**Stated exercise**
Give the listing again exactly, omitting its images.

* * * *

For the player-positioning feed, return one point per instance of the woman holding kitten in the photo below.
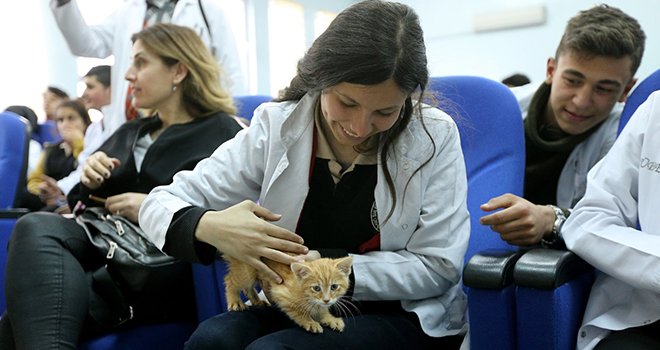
(353, 164)
(52, 302)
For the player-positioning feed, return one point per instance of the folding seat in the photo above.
(492, 138)
(553, 286)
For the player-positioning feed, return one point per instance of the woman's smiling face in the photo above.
(356, 112)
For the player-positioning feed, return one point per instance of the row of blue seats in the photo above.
(492, 138)
(534, 299)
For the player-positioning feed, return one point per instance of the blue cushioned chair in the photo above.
(14, 143)
(47, 133)
(492, 138)
(553, 286)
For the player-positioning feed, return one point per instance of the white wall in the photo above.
(454, 48)
(36, 54)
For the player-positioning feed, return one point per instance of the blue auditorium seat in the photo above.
(553, 286)
(492, 138)
(14, 143)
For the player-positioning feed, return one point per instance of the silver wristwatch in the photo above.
(560, 217)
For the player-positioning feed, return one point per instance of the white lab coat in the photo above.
(422, 244)
(623, 189)
(113, 37)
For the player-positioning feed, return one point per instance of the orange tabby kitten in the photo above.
(306, 295)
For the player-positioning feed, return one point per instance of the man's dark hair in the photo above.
(57, 92)
(604, 31)
(101, 73)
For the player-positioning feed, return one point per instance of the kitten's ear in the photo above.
(344, 265)
(301, 270)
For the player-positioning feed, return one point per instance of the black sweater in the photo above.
(178, 148)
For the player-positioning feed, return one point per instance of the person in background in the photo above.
(571, 121)
(96, 96)
(112, 37)
(51, 300)
(52, 98)
(35, 148)
(517, 79)
(614, 227)
(356, 165)
(59, 159)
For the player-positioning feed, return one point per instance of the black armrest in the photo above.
(491, 269)
(13, 213)
(548, 268)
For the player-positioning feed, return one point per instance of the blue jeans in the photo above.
(266, 328)
(48, 288)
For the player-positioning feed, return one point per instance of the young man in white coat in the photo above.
(615, 229)
(571, 121)
(112, 37)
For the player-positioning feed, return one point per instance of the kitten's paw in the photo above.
(261, 302)
(237, 306)
(313, 327)
(335, 323)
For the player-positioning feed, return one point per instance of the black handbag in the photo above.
(133, 263)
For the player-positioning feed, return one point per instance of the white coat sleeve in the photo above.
(603, 228)
(82, 39)
(233, 173)
(225, 48)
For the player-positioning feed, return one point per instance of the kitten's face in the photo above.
(323, 281)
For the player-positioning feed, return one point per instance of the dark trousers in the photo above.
(267, 328)
(48, 287)
(638, 338)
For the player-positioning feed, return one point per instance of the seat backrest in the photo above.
(14, 143)
(492, 138)
(246, 104)
(639, 95)
(47, 133)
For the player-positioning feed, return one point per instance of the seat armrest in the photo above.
(548, 268)
(491, 269)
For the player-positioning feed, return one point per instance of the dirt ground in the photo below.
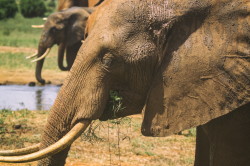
(112, 143)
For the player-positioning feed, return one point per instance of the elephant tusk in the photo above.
(31, 56)
(37, 26)
(64, 142)
(43, 56)
(18, 152)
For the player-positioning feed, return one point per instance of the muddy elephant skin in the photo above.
(182, 64)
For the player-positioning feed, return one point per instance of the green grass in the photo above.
(17, 31)
(17, 61)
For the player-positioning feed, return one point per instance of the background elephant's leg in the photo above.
(61, 50)
(39, 66)
(71, 53)
(202, 151)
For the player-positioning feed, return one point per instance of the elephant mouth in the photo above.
(113, 107)
(64, 142)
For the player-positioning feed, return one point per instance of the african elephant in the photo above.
(65, 4)
(65, 28)
(182, 64)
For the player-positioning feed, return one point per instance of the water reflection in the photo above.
(17, 97)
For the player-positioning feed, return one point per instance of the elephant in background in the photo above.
(182, 64)
(66, 29)
(65, 4)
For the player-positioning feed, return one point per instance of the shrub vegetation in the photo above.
(8, 8)
(32, 8)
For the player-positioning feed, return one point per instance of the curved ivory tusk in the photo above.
(37, 26)
(64, 142)
(31, 56)
(43, 56)
(18, 152)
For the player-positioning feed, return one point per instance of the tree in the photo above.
(8, 8)
(32, 8)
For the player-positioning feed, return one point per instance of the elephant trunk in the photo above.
(61, 51)
(82, 97)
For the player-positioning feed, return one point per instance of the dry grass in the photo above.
(116, 142)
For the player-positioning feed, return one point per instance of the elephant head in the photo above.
(65, 28)
(180, 63)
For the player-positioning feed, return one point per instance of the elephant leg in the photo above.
(71, 53)
(229, 139)
(202, 148)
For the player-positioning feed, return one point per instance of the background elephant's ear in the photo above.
(76, 27)
(191, 89)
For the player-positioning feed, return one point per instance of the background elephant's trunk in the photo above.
(39, 64)
(61, 51)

* * * *

**Expected output**
For the player-positioning feed, return one point per instance of the woman holding kitten in the photo below.
(353, 164)
(52, 302)
For the player-positioning feed, return one point per instance of the folding seat in the photo above.
(492, 138)
(553, 286)
For the player-positioning feed, return one point per instance of the woman's smiling face in the photo above.
(356, 112)
For the player-positioning feed, return one point per instance of the row of blue seats in the photo above.
(492, 138)
(534, 299)
For the player-positioning feed, return one point per instance of the blue cushioned chair in the photo above.
(14, 143)
(47, 133)
(492, 138)
(553, 286)
For the player-positioning feed, return one point per instance of the white wall in the photo above.
(454, 48)
(36, 54)
For the player-positioning feed, return one point per instance of the blue auditorium seat in the photo above.
(553, 286)
(492, 138)
(14, 143)
For the player-positioning feed, return one point per instance of the silver wristwatch in the photo above.
(560, 217)
For the player-positioning feed, return one point per instance of the white lab coat in the photo above.
(422, 244)
(623, 189)
(113, 37)
For the player-positioning feed, return one point per instance of the orange tabby kitten in the photo above.
(306, 295)
For the player-positioning feed, return one point per instance of the man's dark hair in the photo above.
(57, 92)
(604, 31)
(101, 73)
For the player-positioning feed, return one point per instance of the kitten's ear in the photo above.
(344, 265)
(301, 270)
For the player-positioning feed, return one point per instance of the black sweater in the photo above.
(178, 148)
For the player-positioning feed, return one point per instance of the person in background in the photo above.
(571, 121)
(96, 96)
(112, 37)
(51, 300)
(52, 98)
(35, 148)
(517, 79)
(614, 227)
(356, 165)
(59, 159)
For the player-positioning feed, return one point per instance of the black armrest in the photo above.
(491, 269)
(13, 213)
(548, 268)
For the player-positioning feed, return one point per instance of the blue jeans in the photo above.
(266, 328)
(48, 288)
For the player-positioning feed, return one point per instance of the young man in white coat in the photo above.
(615, 229)
(571, 121)
(112, 37)
For the player-positioning feed, return one point per instance of the kitten's paw in the photo above.
(261, 302)
(237, 306)
(313, 327)
(335, 323)
For the player-positioning feed, return one point per instance of the black handbag in the photo above.
(133, 263)
For the player-positioning feed, return one point per instance of the white coat sleeve in the photo above.
(603, 228)
(82, 39)
(233, 173)
(225, 48)
For the player-positioning feed, return one point per instance of the kitten's face in the photo above.
(323, 281)
For the player-positioning feed, return one point per instance of the dark trousers in the photo above.
(267, 328)
(48, 287)
(638, 338)
For the player-positioning feed, return one point per instance of the seat backrest in the photo above.
(14, 143)
(492, 138)
(246, 104)
(639, 95)
(47, 133)
For the player-positioning feed, return one point per instance of the seat armrest in the photo above.
(548, 268)
(491, 269)
For the player-positioning feed, return one point per instance of the dirt ground in the photo below.
(112, 143)
For the player-positioning feed, return one point per instance of the elephant tusk in the photo above.
(31, 56)
(37, 26)
(64, 142)
(43, 56)
(18, 152)
For the player-positioning feed, return one point per instance of the muddy elephant skin in the photo above.
(182, 64)
For the player-positioning feed, return one point per instance of the green grass in the photo above.
(17, 31)
(17, 61)
For the player-positioning feed, return one point per instance of the background elephant's leg in the photo above.
(61, 50)
(39, 66)
(71, 53)
(202, 151)
For the player-positioning feed, return one point per instance of the elephant mouth in the photo above.
(113, 107)
(64, 142)
For the player-positioning feed, return one point per instance of the african elephant in the photo above.
(65, 4)
(65, 28)
(182, 64)
For the player-positioning feed, return one point per instance of the water reflection in the photo above.
(17, 97)
For the player-positioning feed, return one point per instance of the elephant in background in the photo above.
(182, 64)
(66, 29)
(65, 4)
For the player-positioning feed, return one point per instance of the shrub vegetation in the photo above.
(8, 8)
(32, 8)
For the player-positioning feed, return one point per instance of the curved ivory tusk in the photo above.
(37, 26)
(64, 142)
(31, 56)
(43, 56)
(18, 152)
For the player-positioning feed, return one point per instance of the tree in the photo above.
(8, 8)
(32, 8)
For the player-positioning feed, return one point per instance of the elephant trunk in the photo above.
(61, 51)
(82, 97)
For the player-positioning feed, return one point per instance of the dry grass in the photo above.
(116, 142)
For the player-positioning feed, return one point per instance of the elephant head in the photo above.
(65, 28)
(180, 63)
For the player-positioning feed, return one point per instance of the elephant leg in the photo above.
(71, 53)
(229, 139)
(202, 148)
For the player-positioning feed, return one point per instance of the background elephant's ear in the photo above.
(76, 27)
(191, 89)
For the player-positioning feed, return one point per instance of the background elephant's trunk in the photo above.
(39, 64)
(61, 51)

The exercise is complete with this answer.